> **Dataset rows on where objects appear**:
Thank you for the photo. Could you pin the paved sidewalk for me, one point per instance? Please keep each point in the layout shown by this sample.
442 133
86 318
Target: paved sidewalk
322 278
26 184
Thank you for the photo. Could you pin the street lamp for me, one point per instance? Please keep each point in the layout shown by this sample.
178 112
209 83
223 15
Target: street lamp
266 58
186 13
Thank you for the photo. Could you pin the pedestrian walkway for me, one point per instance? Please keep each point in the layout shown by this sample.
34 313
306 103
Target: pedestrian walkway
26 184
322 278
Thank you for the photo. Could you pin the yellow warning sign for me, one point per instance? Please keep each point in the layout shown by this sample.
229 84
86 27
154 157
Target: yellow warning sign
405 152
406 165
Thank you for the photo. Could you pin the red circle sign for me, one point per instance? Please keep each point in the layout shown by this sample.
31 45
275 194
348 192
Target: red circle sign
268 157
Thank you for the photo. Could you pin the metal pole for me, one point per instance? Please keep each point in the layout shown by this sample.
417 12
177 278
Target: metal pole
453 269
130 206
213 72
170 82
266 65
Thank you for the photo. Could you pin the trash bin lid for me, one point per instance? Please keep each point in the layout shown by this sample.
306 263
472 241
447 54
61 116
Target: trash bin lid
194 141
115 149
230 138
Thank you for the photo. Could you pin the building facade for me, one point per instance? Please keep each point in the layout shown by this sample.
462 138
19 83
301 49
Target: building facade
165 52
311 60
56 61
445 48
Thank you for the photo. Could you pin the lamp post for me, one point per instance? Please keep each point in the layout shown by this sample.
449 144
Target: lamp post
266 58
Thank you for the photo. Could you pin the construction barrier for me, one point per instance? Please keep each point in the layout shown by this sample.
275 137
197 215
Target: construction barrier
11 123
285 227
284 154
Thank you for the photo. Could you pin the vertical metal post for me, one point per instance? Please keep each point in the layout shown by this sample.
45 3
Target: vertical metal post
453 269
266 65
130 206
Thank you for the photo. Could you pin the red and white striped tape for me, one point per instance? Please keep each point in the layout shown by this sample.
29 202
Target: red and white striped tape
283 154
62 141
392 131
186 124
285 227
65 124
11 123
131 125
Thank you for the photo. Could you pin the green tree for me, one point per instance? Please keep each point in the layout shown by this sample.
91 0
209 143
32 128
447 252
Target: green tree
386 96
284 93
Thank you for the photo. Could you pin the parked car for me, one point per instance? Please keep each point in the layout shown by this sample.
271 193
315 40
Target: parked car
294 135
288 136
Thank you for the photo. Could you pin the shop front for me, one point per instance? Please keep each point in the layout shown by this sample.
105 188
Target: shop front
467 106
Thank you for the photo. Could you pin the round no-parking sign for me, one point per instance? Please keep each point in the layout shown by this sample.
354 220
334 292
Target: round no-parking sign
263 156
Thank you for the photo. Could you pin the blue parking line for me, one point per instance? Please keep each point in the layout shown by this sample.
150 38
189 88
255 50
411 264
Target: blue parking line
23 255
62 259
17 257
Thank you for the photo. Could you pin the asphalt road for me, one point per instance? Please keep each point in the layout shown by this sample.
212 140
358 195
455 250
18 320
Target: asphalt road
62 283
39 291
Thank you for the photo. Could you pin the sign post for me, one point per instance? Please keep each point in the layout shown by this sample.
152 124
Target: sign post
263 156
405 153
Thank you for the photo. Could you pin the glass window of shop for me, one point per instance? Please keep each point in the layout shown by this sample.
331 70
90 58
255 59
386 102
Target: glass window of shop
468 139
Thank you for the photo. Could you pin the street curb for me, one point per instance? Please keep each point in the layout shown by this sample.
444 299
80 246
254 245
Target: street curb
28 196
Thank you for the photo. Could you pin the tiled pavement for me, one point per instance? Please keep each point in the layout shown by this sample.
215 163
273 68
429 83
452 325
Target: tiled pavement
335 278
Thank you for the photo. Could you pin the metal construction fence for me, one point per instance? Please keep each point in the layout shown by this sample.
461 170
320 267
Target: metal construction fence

> **WHAT NEEDS TO BE DONE**:
Please quote the data above in full, with no line missing.

> **WRITTEN RESPONSE**:
Thank you for the photo. Could you pin the paved sidewalk for me, one point per instance? Please keep each point in the layout shown by this sample.
442 133
86 318
Target: paved sidewalk
322 278
26 184
Thank you for the photo. Could you pin the street lamp for me, one point per instance? Please keep each point in the layout shown by this sample.
178 112
209 83
223 15
Target: street lamp
266 58
186 13
Thank you for the photo. Could you pin the pedestrian walkway for me, one point per instance? Please keep each point in the layout shown by this sample.
34 313
306 103
Target: pedestrian walkway
26 184
322 278
Thank you for the photo. Could you pin the yellow warning sign for me, one point per instance? Please keep each point in the layout shown by this sample.
229 84
86 27
154 157
Target: yellow warning sign
405 152
406 165
Thank you for the photo. Could you pin the red circle sign for me, one point per instance? Please keep each point in the layout shown by this sample.
31 45
275 194
348 192
Target: red circle sign
268 157
Thank you for the photo. Could you pin the metal pole for me, one point per instance? Please keep each point in the layout shown by this sample.
417 12
177 278
Target: metal pole
453 269
130 206
213 72
170 82
266 65
Thank you for the photo. Could you pin the trash bin lid for me, one point per instance? Please keep each point in the layout shown by this sample.
306 263
472 241
447 54
61 116
Target: trash bin lid
194 141
115 149
230 138
Thank you for the photo. Could you pin the building facade for me, one point per instance? Please keep each point in the layout shown by this sample.
462 138
19 83
301 49
Target: building facade
165 52
311 60
56 61
445 48
Thank you for the photo. Could you pin the lamp post for me, one point per instance? Please keep each point in the layout shown by this sample.
449 144
Target: lamp post
266 58
Thank you for the photo. Could you pin the construction barrier for me, one point per instance? Please keep each point in the layout shown by this sample.
275 137
197 215
Target: construction barrier
11 123
285 227
284 154
Thank you for the photo. Could you pin the vertical metal post for me, one point per instance? Please keep each point in the layout shown by this sample.
45 3
Target: vertical metal post
453 269
266 65
130 206
Thank you for the photo. Could you pin the red and white striped tape for me, one point per instance? Please keep each point in the layout shown by this sample.
29 202
Target: red and white striped tape
283 154
62 141
392 131
186 124
285 227
65 124
11 123
131 125
Thank you for the photo. Could you pin the green tree for me, one point per instance? Please keep each point in the layout shown by this sample.
91 0
209 143
32 128
447 252
Target: green tree
386 96
284 93
Thank you for the photo. Could you pin the parked car for me, one point per instance? Please keep each point in the layout shown by this sample.
271 193
315 40
Target: parked car
294 135
288 136
Thank you for the photo. Could you pin the shop front for me, one point per instance? Please keep each point in the layout shown by this sample.
105 188
Target: shop front
467 106
Thank you for the photo. Could you pin the round no-parking sign for me, one point per instance? Please keep each point in the layout shown by this sample.
354 220
334 292
Target: round no-parking sign
263 156
Thank you for the photo. Could you pin the blue parking line for me, one point per instance? Please keep each point in the layout shown by this sample.
150 38
189 88
255 50
411 264
Target: blue parking line
23 255
62 259
17 257
Thank you for the photo. Could you pin the asphalt road for me, one point per instance? Please keep each point in the layout shown by this sample.
212 140
358 195
455 250
18 320
Target: asphalt road
62 283
39 291
Thank you for the photo. Could you pin the sign post for me, one point per instance? Please keep each point in the layout shown by this sample.
152 124
Target: sign post
263 156
405 153
Thank you for the photo. Could you pin the glass window of shop for me, one point per instance? Please keep each point in the layout shown by this sample.
331 70
90 58
255 59
386 102
Target: glass window of shop
468 139
Thank you for the photo. Could you pin the street curb for me, one point per instance? Please keep each point in the layout shown by this sample.
444 299
80 246
254 245
Target: street curb
28 196
Thank you for the photo. Could you pin the tiled pavement for me, one point per instance? Please keep each point in the layout shown by this sample.
215 163
273 68
429 83
452 325
Target: tiled pavement
335 278
Thank you for the photo. Could you pin the metal construction fence for me, one point per instance? Please keep each point in the layout shown by this sample.
461 170
320 267
Target: metal construction fence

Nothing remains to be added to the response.